YOUR GOAL —
Reproduce the passage of the Fort Rucker news article between "Issues that were" and "expected of them.", inclusive.

READING TEXT —
By Jim Hughes, Command Information OfficerMarch 5, 2010
FORT RUCKER, Ala. -- Fort Rucker leadership and staff put some action in the local Army Family Action Plan process by closing all but two of the 10 issues raised during the October conference.
Garrison staff and community leaders had already put a lot of work into addressing the issues, but didn't officially close any until a Feb. 19 Commander's Steering Committee meeting, said Justin Mitchell, deputy garrison commander.
"The Army Family Action Plan is an amazing grass-roots program that takes Army-level issues from the garrison level and gives us a formal forum to address them, shape them and forward them to the highest levels of the Department of Defense and government for consideration and resolution," Mitchell said. "We receive a lot of issues we can address locally, too, and we look at every one that is submitted.
"We have great Soldiers and Families here with real concerns," he added. "We tasked issues to the organization that handles the area of concern and then we meet with the local leadership to see if we can improve the quality of life here at Fort Rucker for everyone."
One of the two issues left open has been resolved, but the committee didn't want it closed until the solution was put in writing. The issue was the limited Commissary bagger employment opportunities for community youth.
The Commissary manager adjusted the age teens need to be to work as baggers to 16, and also opened up 30 percent of the bagger positions to be given to teenagers, said Barbara Throckmorton, Fort Rucker AFAP program manager.
The second item left open is the length of time it takes for retirees to receive disability ratings from the U.S. Department of Veterans Affairs, with community members saying it takes up to 18 months past a Soldier's separation date.
Despite working closely with the VA and Army Career and Alumni Program staffs, plus a media blitz and education campaign on the disability process, problems still remain. Mitchell said he will speak with the VA on improving the process.
Issues that were closed at the meeting:
* Child, Youth and School Services special needs staffing and training - the committee decided this was not a valid issue after researching the current programs and staffing. No increases are required due to CYSS programs already exceeding what is expected of them.

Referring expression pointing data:
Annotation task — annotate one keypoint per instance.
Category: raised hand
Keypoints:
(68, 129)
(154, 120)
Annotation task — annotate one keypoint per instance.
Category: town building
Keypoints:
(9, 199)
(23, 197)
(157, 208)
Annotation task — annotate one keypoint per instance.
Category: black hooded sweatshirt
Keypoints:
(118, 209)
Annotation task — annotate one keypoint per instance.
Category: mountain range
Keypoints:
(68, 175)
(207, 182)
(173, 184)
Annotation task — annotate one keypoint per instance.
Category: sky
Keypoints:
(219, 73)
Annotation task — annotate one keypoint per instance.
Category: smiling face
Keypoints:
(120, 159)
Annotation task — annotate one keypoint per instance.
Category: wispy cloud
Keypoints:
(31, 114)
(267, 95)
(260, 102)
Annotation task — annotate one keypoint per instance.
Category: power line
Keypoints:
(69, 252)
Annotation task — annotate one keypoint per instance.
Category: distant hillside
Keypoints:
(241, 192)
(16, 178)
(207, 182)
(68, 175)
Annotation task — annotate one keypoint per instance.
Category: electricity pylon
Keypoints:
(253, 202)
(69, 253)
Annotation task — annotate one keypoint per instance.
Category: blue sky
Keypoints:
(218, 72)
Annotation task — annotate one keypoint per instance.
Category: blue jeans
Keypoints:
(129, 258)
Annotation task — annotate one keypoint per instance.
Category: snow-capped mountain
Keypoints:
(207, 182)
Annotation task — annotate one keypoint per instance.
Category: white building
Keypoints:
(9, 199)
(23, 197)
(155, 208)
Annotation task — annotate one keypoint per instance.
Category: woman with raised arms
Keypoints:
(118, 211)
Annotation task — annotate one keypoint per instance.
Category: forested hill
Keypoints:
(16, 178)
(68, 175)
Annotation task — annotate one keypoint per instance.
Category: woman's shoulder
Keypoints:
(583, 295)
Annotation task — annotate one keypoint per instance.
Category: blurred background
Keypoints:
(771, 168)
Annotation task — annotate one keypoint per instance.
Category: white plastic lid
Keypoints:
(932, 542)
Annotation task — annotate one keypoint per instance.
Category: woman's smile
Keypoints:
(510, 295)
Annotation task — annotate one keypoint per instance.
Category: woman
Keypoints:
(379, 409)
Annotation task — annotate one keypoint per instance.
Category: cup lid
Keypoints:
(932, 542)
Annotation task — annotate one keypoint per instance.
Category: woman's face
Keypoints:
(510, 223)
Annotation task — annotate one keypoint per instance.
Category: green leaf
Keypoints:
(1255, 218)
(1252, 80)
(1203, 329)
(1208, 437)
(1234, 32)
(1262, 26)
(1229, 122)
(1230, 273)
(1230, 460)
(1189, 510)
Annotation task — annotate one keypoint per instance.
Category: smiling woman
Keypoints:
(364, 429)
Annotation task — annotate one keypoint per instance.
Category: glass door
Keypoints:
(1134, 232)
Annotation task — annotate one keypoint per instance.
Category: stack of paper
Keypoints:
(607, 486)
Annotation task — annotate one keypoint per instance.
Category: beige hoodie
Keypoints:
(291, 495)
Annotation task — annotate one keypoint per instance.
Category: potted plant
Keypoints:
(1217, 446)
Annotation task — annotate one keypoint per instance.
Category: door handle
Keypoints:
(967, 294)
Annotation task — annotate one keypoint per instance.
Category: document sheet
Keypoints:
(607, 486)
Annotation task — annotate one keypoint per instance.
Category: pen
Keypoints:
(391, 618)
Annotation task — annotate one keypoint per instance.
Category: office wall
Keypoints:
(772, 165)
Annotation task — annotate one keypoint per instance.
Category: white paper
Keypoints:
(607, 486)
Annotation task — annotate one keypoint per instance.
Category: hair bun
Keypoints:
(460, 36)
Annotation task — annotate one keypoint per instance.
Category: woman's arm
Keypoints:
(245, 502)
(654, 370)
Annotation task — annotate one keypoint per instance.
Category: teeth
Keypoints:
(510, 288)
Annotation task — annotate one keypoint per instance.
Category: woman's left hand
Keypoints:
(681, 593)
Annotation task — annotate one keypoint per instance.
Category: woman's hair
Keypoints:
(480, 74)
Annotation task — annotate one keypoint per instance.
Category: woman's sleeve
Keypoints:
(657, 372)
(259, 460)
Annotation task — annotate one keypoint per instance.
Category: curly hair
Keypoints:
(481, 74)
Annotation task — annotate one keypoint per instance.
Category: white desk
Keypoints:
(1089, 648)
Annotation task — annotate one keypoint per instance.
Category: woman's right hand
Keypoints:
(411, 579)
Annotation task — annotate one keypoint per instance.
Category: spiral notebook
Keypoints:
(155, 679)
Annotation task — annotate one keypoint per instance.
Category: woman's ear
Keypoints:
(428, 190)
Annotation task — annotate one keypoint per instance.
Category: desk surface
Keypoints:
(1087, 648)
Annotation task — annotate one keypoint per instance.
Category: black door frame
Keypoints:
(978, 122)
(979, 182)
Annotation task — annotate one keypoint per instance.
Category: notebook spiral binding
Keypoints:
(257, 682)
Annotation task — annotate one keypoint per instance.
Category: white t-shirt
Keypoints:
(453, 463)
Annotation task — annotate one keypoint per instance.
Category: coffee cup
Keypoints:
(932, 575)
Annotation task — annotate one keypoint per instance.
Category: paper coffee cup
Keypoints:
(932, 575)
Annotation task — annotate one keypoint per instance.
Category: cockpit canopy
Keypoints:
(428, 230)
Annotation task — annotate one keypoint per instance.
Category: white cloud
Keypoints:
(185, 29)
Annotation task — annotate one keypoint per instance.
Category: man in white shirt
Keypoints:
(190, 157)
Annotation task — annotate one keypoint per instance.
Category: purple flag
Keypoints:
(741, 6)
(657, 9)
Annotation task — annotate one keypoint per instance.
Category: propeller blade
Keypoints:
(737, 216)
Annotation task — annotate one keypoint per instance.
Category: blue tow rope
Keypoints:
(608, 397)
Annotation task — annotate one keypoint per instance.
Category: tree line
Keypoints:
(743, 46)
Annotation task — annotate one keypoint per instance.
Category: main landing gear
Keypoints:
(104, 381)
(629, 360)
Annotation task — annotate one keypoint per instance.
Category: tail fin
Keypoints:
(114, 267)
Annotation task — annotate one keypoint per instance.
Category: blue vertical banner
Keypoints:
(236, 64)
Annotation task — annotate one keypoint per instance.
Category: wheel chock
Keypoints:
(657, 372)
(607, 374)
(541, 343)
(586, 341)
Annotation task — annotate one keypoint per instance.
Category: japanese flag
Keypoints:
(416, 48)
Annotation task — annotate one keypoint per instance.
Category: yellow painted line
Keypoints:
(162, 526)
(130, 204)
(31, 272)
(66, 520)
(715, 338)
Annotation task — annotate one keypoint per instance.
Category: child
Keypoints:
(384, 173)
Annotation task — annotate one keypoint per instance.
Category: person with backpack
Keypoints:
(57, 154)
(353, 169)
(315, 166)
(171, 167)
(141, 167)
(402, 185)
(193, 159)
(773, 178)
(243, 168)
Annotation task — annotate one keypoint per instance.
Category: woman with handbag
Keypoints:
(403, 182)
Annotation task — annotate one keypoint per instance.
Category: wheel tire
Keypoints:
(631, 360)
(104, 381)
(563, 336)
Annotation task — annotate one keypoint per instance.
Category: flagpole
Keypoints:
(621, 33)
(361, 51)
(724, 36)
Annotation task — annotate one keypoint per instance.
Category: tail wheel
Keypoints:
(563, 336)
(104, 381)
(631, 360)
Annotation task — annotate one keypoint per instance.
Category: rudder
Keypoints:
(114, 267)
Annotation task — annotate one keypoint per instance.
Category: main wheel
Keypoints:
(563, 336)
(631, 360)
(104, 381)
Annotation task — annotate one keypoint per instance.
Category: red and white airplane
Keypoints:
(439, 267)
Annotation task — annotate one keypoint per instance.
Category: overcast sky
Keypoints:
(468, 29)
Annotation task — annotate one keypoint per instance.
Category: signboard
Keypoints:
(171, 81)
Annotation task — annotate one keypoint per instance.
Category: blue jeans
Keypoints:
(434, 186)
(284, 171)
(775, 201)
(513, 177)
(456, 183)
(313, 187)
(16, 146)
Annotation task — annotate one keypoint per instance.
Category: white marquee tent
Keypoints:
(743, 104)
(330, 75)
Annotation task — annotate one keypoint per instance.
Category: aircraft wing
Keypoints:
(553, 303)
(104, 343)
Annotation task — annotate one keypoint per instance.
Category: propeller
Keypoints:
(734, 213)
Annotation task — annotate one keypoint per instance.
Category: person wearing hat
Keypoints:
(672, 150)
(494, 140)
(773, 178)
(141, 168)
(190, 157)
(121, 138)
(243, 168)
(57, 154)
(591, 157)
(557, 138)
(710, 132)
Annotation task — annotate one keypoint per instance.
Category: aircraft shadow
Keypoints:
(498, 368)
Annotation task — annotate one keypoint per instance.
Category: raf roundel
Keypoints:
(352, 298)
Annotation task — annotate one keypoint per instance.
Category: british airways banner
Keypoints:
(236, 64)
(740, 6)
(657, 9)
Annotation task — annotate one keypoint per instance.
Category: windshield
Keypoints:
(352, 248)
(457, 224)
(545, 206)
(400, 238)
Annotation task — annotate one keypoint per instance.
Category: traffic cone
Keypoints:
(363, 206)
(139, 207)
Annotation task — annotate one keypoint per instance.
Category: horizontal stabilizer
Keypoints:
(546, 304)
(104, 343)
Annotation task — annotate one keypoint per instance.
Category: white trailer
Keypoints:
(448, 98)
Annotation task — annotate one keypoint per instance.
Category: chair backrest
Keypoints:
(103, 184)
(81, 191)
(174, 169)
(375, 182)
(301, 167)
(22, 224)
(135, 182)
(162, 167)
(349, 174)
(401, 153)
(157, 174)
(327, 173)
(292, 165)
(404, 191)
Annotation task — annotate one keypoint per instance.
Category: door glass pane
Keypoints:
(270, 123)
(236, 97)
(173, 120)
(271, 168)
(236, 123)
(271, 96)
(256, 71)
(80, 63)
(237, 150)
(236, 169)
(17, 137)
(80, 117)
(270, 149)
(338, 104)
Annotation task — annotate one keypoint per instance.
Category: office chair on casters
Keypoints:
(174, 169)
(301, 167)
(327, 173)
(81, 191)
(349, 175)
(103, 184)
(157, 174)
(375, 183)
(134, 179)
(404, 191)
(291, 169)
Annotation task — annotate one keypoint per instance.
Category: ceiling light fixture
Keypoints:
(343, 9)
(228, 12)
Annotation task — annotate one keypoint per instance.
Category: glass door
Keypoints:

RESPONSE TO THIS TASK —
Issues that were closed at the meeting:
* Child, Youth and School Services special needs staffing and training - the committee decided this was not a valid issue after researching the current programs and staffing. No increases are required due to CYSS programs already exceeding what is expected of them.